* _What to produce_: Every record below is to be repeated exactly, with the pictures left out.

[Source data]

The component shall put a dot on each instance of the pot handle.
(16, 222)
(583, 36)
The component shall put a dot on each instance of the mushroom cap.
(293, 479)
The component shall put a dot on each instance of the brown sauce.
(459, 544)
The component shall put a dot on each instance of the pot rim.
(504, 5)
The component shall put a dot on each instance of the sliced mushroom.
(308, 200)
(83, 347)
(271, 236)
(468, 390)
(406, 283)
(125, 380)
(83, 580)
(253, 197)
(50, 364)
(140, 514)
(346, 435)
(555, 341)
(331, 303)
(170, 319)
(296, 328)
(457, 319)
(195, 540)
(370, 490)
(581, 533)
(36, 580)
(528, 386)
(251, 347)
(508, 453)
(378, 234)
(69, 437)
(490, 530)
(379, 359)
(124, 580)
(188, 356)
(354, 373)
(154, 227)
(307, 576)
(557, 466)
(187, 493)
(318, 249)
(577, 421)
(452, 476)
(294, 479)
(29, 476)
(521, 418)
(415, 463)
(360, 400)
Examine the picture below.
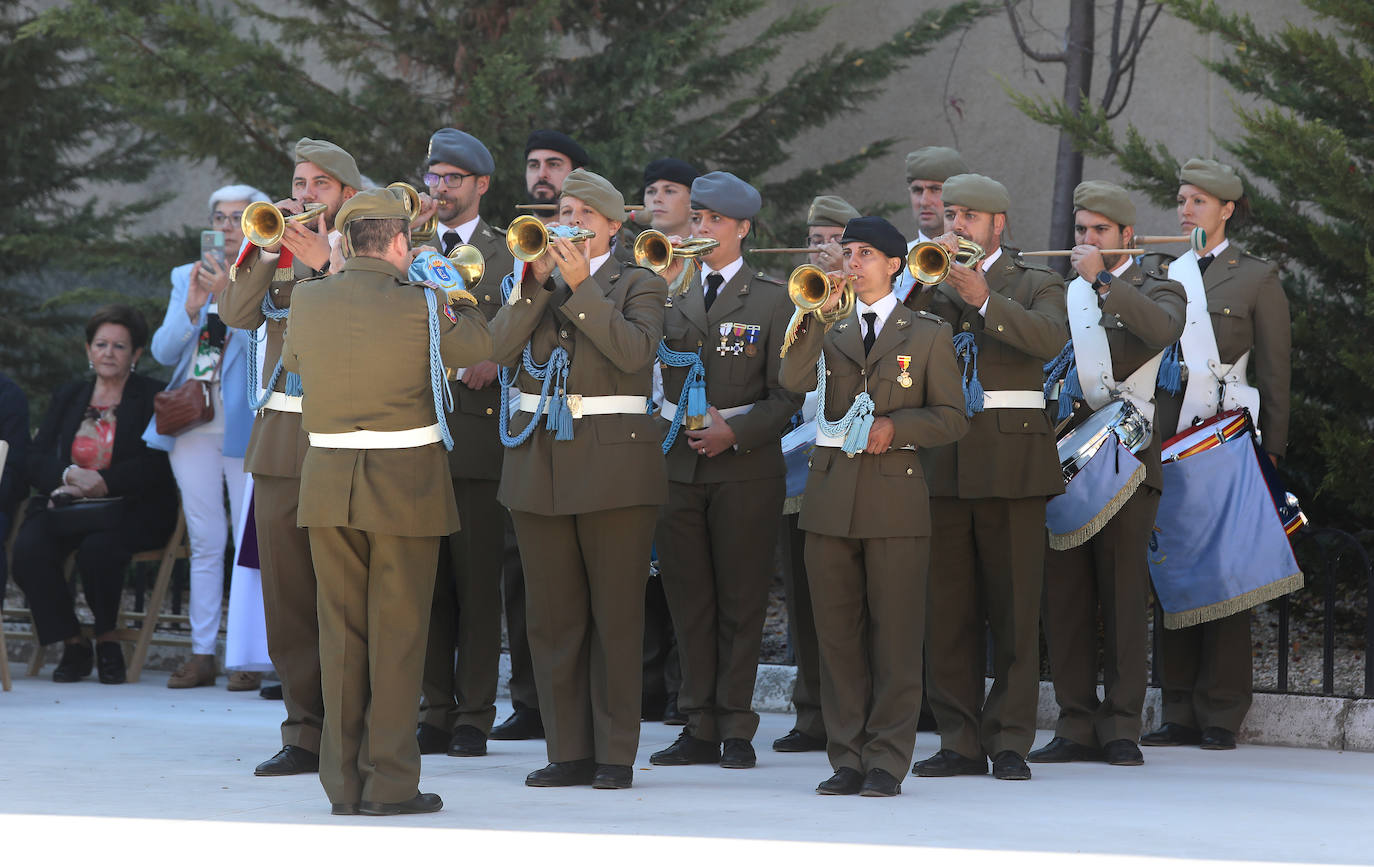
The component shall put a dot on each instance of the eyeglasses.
(452, 180)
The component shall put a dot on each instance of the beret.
(1216, 177)
(561, 142)
(335, 161)
(458, 147)
(597, 191)
(935, 164)
(726, 194)
(1105, 198)
(976, 193)
(830, 210)
(878, 234)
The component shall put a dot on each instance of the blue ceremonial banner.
(1218, 546)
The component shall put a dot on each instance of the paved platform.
(142, 774)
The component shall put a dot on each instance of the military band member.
(866, 511)
(988, 495)
(260, 290)
(1207, 672)
(1138, 313)
(586, 482)
(724, 477)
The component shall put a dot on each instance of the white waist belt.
(378, 438)
(282, 403)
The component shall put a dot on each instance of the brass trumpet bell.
(264, 223)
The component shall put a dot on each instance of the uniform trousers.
(716, 576)
(870, 597)
(584, 590)
(1109, 576)
(466, 613)
(987, 564)
(289, 605)
(374, 603)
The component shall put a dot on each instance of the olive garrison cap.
(830, 210)
(1216, 177)
(460, 149)
(597, 191)
(726, 194)
(976, 193)
(1105, 198)
(335, 161)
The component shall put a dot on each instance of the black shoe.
(845, 781)
(289, 760)
(1009, 766)
(1062, 749)
(1172, 734)
(432, 738)
(109, 661)
(687, 750)
(878, 783)
(467, 741)
(948, 763)
(737, 753)
(580, 772)
(798, 742)
(613, 777)
(522, 724)
(77, 661)
(422, 803)
(1121, 752)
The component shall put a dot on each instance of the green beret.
(1216, 177)
(1105, 198)
(335, 161)
(976, 193)
(597, 191)
(830, 210)
(935, 164)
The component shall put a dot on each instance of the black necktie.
(713, 282)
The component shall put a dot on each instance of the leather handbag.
(184, 407)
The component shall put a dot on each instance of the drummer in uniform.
(1121, 320)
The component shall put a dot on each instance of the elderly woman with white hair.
(208, 456)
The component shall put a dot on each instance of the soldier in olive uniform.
(260, 290)
(866, 511)
(1139, 313)
(988, 495)
(1207, 672)
(726, 477)
(584, 478)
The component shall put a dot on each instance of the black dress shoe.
(77, 661)
(579, 772)
(687, 750)
(109, 661)
(948, 763)
(1062, 749)
(845, 781)
(878, 783)
(613, 777)
(798, 742)
(432, 738)
(1121, 752)
(422, 803)
(467, 741)
(289, 760)
(1172, 734)
(1009, 766)
(524, 724)
(1218, 738)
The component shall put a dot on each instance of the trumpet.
(528, 238)
(929, 261)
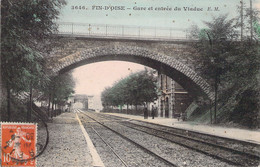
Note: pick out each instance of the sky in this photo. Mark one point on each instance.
(93, 14)
(91, 79)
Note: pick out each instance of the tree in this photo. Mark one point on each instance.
(27, 26)
(58, 90)
(230, 64)
(136, 89)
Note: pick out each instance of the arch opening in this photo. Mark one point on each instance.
(179, 72)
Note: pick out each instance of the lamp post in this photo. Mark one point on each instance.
(211, 47)
(217, 72)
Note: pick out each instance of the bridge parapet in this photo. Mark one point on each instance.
(122, 31)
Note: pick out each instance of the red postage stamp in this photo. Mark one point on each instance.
(18, 143)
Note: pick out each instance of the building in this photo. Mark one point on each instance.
(172, 98)
(78, 101)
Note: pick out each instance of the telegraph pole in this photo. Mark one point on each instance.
(242, 17)
(251, 20)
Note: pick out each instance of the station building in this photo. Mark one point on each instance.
(172, 98)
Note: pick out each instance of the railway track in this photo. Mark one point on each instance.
(163, 162)
(232, 151)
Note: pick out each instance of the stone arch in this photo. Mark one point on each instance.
(179, 72)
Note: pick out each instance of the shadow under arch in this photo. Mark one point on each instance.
(179, 72)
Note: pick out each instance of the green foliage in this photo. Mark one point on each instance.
(232, 65)
(136, 89)
(26, 30)
(27, 26)
(60, 87)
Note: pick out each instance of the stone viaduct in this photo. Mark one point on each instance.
(173, 58)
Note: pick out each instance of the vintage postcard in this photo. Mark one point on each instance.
(130, 83)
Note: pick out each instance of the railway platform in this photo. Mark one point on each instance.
(252, 136)
(67, 144)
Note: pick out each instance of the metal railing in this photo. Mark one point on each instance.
(121, 31)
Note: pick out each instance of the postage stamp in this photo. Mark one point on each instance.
(18, 144)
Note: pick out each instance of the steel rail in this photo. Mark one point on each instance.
(138, 145)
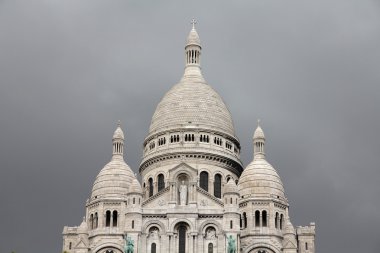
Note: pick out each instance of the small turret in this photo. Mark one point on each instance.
(258, 143)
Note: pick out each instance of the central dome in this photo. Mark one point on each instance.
(192, 121)
(192, 103)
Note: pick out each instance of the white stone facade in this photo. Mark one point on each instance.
(191, 147)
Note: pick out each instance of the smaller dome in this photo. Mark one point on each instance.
(289, 229)
(118, 134)
(230, 187)
(135, 187)
(260, 179)
(259, 133)
(113, 180)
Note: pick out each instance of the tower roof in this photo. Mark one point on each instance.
(259, 178)
(231, 187)
(193, 38)
(259, 133)
(114, 179)
(118, 134)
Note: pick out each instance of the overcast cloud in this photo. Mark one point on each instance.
(310, 70)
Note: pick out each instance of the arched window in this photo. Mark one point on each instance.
(150, 187)
(203, 182)
(153, 248)
(161, 182)
(182, 239)
(257, 218)
(245, 220)
(264, 216)
(276, 220)
(108, 218)
(218, 186)
(114, 219)
(91, 221)
(96, 220)
(210, 248)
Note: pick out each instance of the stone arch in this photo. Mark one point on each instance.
(221, 173)
(185, 172)
(102, 247)
(182, 220)
(207, 223)
(154, 223)
(261, 245)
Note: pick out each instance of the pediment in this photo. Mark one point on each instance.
(159, 200)
(183, 168)
(289, 245)
(206, 200)
(81, 244)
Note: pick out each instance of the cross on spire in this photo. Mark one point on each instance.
(193, 22)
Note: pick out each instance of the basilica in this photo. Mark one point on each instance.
(195, 196)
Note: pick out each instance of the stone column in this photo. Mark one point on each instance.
(200, 243)
(143, 242)
(175, 243)
(211, 187)
(189, 243)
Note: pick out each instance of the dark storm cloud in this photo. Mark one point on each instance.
(70, 69)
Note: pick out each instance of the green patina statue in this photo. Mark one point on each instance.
(129, 244)
(231, 248)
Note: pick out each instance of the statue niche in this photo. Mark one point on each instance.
(183, 191)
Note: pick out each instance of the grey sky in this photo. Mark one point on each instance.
(310, 70)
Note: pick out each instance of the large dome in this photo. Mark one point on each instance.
(192, 103)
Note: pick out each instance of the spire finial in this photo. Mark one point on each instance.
(193, 22)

* _Exercise response_:
The component shall put a dot on each instance of the pot handle.
(16, 222)
(583, 36)
The component shall put a dot on each instance of the mushroom cap.
(293, 479)
The component shall put a dot on each instance of the brown sauce.
(459, 544)
The component shall put a dot on each instance of the pot rim.
(504, 5)
The component shall put a dot on each instance of the sliced mushroom.
(308, 200)
(83, 347)
(271, 236)
(468, 390)
(406, 283)
(125, 380)
(83, 580)
(253, 197)
(50, 364)
(140, 514)
(346, 435)
(555, 341)
(331, 303)
(170, 319)
(296, 328)
(457, 319)
(195, 540)
(370, 490)
(581, 533)
(36, 580)
(528, 386)
(251, 347)
(508, 453)
(378, 234)
(69, 437)
(490, 530)
(379, 359)
(124, 580)
(188, 356)
(354, 373)
(154, 227)
(307, 576)
(557, 466)
(187, 493)
(318, 249)
(577, 421)
(452, 476)
(294, 479)
(29, 476)
(521, 418)
(415, 463)
(360, 400)
Examine the picture below.
The component shall put a dot on each instance of the eyeglasses.
(452, 180)
The component shall put a dot on each instance of the beret.
(1216, 177)
(561, 142)
(335, 161)
(458, 147)
(597, 191)
(935, 164)
(726, 194)
(1105, 198)
(976, 193)
(830, 210)
(878, 234)
The component shall put a dot on each instance of the blue ceremonial banner.
(1218, 546)
The component shall put a dot on each instance of the paved platform.
(142, 774)
The component shall put a dot on each instance of the military band member.
(866, 511)
(988, 495)
(260, 290)
(1207, 672)
(1138, 313)
(586, 482)
(724, 477)
The component shall put a dot on each instance of the white waist belt.
(378, 438)
(282, 403)
The component shall put a dot on each instance of the brass trumpet bell.
(264, 223)
The component shall put a dot on each instance of the uniform trousers.
(716, 576)
(870, 597)
(584, 590)
(1109, 576)
(466, 613)
(987, 564)
(289, 605)
(374, 603)
The component shall put a dot on each instance of the olive garrison cap.
(830, 210)
(1216, 177)
(460, 149)
(597, 191)
(726, 194)
(976, 193)
(1105, 198)
(335, 161)
The component shall put a dot on each instance of the black shoe.
(845, 781)
(289, 760)
(1009, 766)
(1062, 749)
(1172, 734)
(432, 738)
(109, 661)
(687, 750)
(878, 783)
(467, 741)
(948, 763)
(737, 753)
(580, 772)
(798, 742)
(613, 777)
(522, 724)
(77, 661)
(422, 803)
(1121, 752)
The component shall put a dot on each instance of the green beret.
(1216, 177)
(1105, 198)
(335, 161)
(976, 193)
(597, 191)
(830, 210)
(935, 164)
The component shall put a dot on each instance of the black necktie.
(713, 282)
The component shall put a dot on each instance of the leather handbag.
(184, 407)
The component shall put a dot on each instance of the drummer in uniform.
(1121, 320)
The component shall put a dot on each instance of the elderly woman with white hair.
(208, 456)
The component shall put a dot on each instance of the soldier in olive uniform.
(260, 290)
(866, 511)
(1139, 313)
(988, 495)
(1207, 672)
(726, 477)
(584, 478)
The component shall put a dot on each instance of the black dress shoe.
(77, 661)
(579, 772)
(687, 750)
(109, 661)
(948, 763)
(1062, 749)
(845, 781)
(878, 783)
(613, 777)
(798, 742)
(432, 738)
(1121, 752)
(422, 803)
(467, 741)
(289, 760)
(1172, 734)
(1009, 766)
(524, 724)
(1218, 738)
The component shall put a dot on each instance of the trumpet.
(528, 238)
(929, 261)
Note: pick out each instance of the sky in this photo. Mark one point on each instance.
(93, 14)
(91, 79)
Note: pick out each instance of the tree in this photo. Mark one point on each instance.
(27, 26)
(58, 90)
(230, 64)
(136, 89)
Note: pick out each instance of the arch opening in this photo. Mark one point on each instance.
(179, 72)
Note: pick out each instance of the lamp post in this photo. Mark one point on each instance.
(211, 47)
(217, 72)
Note: pick out each instance of the bridge parapet in this photo. Mark one point on each instance.
(122, 31)
Note: pick out each instance of the red postage stamp in this photo. Mark one point on each instance.
(18, 143)
Note: pick out each instance of the building in this photo. Mark one point on each instance.
(172, 98)
(78, 101)
Note: pick out each instance of the telegraph pole in this photo. Mark one point on each instance.
(242, 17)
(251, 20)
Note: pick out each instance of the station building in this photo. Mark one point on each instance.
(172, 98)
Note: pick out each instance of the railway track in this photo. Mark one point on each instance.
(163, 162)
(232, 151)
Note: pick out each instance of the stone arch in this photo. Mark one point on each instance.
(179, 72)
Note: pick out each instance of the shadow under arch in this photo. Mark one point on each instance.
(179, 72)
Note: pick out each instance of the green foliage in this photo. Mark one point on each instance.
(232, 65)
(136, 89)
(26, 30)
(27, 26)
(60, 87)
Note: pick out each instance of the stone viaduct in this photo. Mark one point on each instance.
(173, 58)
Note: pick out each instance of the vintage postcard in this photo. Mark one point on each instance.
(130, 83)
Note: pick out each instance of the railway platform in this photo. Mark one point on each instance.
(252, 136)
(67, 144)
Note: pick out each instance of the metal railing in this photo. Mark one point on each instance.
(121, 31)
Note: pick out each instance of the postage stamp in this photo. Mark one point on each instance.
(18, 144)
Note: pick out each instance of the steel rail in this photo. Mark one point on each instance.
(138, 145)
Note: pick out each instance of the small turret in this photo. Mark one point on each instance.
(258, 143)
Note: pick out each instance of the central dome in this photo. Mark one point on each instance.
(192, 121)
(192, 103)
Note: pick out each instance of the white stone facade in this photo. Mark one point on each instance.
(191, 147)
Note: pick out each instance of the smaller dome in this photo. Mark one point on each instance.
(289, 229)
(118, 134)
(230, 187)
(135, 187)
(260, 179)
(259, 133)
(113, 180)
Note: pick out each instance of the tower roof in this photo. Mark one point on each instance.
(259, 178)
(231, 187)
(193, 38)
(259, 133)
(114, 179)
(118, 134)
Note: pick out each instance of the overcast cloud in this photo. Mark one point on each instance.
(310, 70)
Note: pick out each instance of the arched window in this photo. Mark one point on each instance.
(150, 187)
(203, 182)
(153, 248)
(161, 182)
(182, 239)
(257, 218)
(245, 220)
(264, 216)
(276, 220)
(108, 218)
(218, 186)
(114, 219)
(91, 221)
(96, 220)
(210, 248)
Note: pick out each instance of the stone arch in this photo. Mark one point on each instance.
(221, 173)
(185, 172)
(102, 247)
(182, 220)
(207, 223)
(154, 223)
(261, 245)
Note: pick out each instance of the pediment in this photo. Mark one point on each instance.
(159, 200)
(183, 168)
(289, 245)
(206, 200)
(81, 244)
Note: pick out each instance of the cross on spire in this photo. Mark one point on each instance.
(193, 22)
Note: pick out each instance of the basilica in this photo. Mark one point on each instance.
(195, 196)
Note: pick out each instance of the stone column in this photo. Mark one point on each instance.
(200, 243)
(143, 242)
(175, 243)
(211, 187)
(189, 243)
Note: pick out each instance of the dark storm cloud in this photo. Mark one point on each instance.
(70, 69)
Note: pick out each instance of the green patina statue in this photo. Mark one point on each instance.
(129, 244)
(231, 248)
Note: pick out each instance of the statue niche in this photo. Mark one point on each instance.
(183, 191)
Note: pick out each instance of the grey sky in this photo. Mark one point on each instance.
(310, 70)
Note: pick out each instance of the large dome in this photo. Mark one point on each instance.
(192, 103)
Note: pick out each instance of the spire finial in this photo. Mark one point on each instance.
(193, 22)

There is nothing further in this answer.